EXERCISE BRIEF:
Leave the pictures out and return every line below exactly.

STORED DATA:
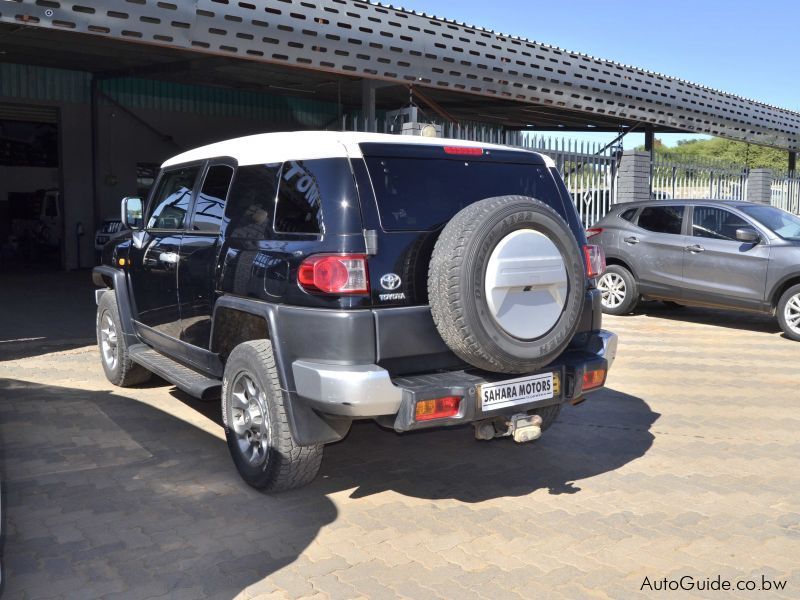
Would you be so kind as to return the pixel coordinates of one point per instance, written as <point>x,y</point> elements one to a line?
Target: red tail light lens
<point>463,150</point>
<point>438,408</point>
<point>595,260</point>
<point>336,274</point>
<point>593,379</point>
<point>593,231</point>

RESULT FOR THIS TASK:
Would you be so kind as to return the pixel coordinates of one point per instance, written as <point>x,y</point> elements one to a line?
Target: red tail light lens
<point>463,150</point>
<point>438,408</point>
<point>595,260</point>
<point>336,274</point>
<point>593,379</point>
<point>593,231</point>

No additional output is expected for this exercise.